* _Aim of the task_
The data below needs to be returned exactly, line for line.

* _Phrase grounding data_

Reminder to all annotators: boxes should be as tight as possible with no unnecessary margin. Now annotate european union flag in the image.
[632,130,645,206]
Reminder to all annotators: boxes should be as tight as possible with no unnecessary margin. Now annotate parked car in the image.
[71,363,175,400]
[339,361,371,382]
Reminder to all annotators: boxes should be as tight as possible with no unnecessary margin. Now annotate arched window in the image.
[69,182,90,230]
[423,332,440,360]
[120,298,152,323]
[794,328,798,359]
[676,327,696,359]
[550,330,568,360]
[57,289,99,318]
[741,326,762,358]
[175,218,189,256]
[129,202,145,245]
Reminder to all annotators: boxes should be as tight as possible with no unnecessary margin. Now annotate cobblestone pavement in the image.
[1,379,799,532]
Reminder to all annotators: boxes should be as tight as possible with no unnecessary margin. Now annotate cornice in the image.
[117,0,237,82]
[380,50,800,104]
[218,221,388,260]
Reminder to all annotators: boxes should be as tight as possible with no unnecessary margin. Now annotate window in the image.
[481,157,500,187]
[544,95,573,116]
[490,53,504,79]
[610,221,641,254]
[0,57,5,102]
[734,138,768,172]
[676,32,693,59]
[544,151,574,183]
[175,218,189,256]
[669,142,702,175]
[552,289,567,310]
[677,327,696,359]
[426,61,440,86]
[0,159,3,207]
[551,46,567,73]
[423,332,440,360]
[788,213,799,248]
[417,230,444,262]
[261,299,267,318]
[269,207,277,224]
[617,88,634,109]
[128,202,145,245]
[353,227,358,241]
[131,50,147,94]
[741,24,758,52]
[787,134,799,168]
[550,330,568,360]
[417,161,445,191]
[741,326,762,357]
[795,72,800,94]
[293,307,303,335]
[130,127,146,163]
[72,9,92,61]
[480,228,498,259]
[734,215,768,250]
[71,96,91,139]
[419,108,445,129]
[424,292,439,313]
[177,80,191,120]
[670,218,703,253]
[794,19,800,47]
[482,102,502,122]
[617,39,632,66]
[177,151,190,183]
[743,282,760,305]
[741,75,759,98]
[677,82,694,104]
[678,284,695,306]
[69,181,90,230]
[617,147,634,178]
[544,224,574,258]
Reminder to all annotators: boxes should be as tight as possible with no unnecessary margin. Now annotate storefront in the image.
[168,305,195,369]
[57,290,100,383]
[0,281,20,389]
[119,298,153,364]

* _Solution to the exercise_
Reminder to all annotators: boxes should be as tight as possible with no unnecessary margin. Now annotate european union flag in the image.
[632,130,645,206]
Reminder to all annotators: boxes should be as tight as possible with no unnecessary margin. Now annotate parked car in the image.
[71,363,175,400]
[339,361,371,382]
Reminder to all annotators: boxes should be as tight as possible with no unnecessary margin. Now annotate arched window in the image.
[69,182,90,230]
[423,332,440,360]
[120,298,152,323]
[794,328,798,359]
[676,327,696,359]
[550,330,568,360]
[57,289,99,318]
[741,326,762,358]
[175,218,189,256]
[129,202,145,245]
Reminder to all annotators: boxes should be as tight as possible with no unnecessary margin. Now annotate cobblestone pavement in the image.
[1,379,799,532]
Reminder to all annotators: boxes should be as tight as possible with no unnecessary margin. Now annotate cornice in the image.
[117,0,237,82]
[380,50,800,104]
[218,221,388,260]
Reminder to all annotators: boxes should be as tight as possible with no unnecessary margin. Now annotate window in the image.
[481,157,500,187]
[544,95,573,116]
[490,53,504,79]
[610,221,641,254]
[0,57,5,102]
[734,138,768,172]
[676,32,693,59]
[544,151,574,183]
[175,218,189,256]
[669,142,702,175]
[552,289,567,310]
[677,327,696,359]
[426,61,440,86]
[0,159,3,207]
[551,46,567,73]
[423,332,440,360]
[788,213,799,248]
[417,230,444,262]
[261,299,267,318]
[269,207,277,224]
[617,88,634,109]
[128,202,145,245]
[353,227,358,241]
[131,50,147,94]
[741,24,758,52]
[787,134,799,168]
[550,330,568,360]
[417,161,445,191]
[741,326,762,357]
[795,72,800,94]
[293,307,303,335]
[130,127,146,163]
[72,9,92,61]
[480,228,498,259]
[734,215,768,250]
[71,96,91,139]
[419,108,445,129]
[424,292,439,313]
[177,80,191,120]
[670,218,703,253]
[794,19,800,47]
[482,102,502,122]
[617,39,632,66]
[177,151,190,183]
[743,282,760,305]
[741,75,759,98]
[677,82,694,104]
[678,284,695,306]
[69,181,90,230]
[617,147,634,178]
[544,224,574,258]
Reminder to all annotators: boxes should be as tight as possible with no unnecessary margin. Now annotate storefront in the image.
[168,305,195,369]
[57,290,100,383]
[0,281,20,389]
[119,298,153,364]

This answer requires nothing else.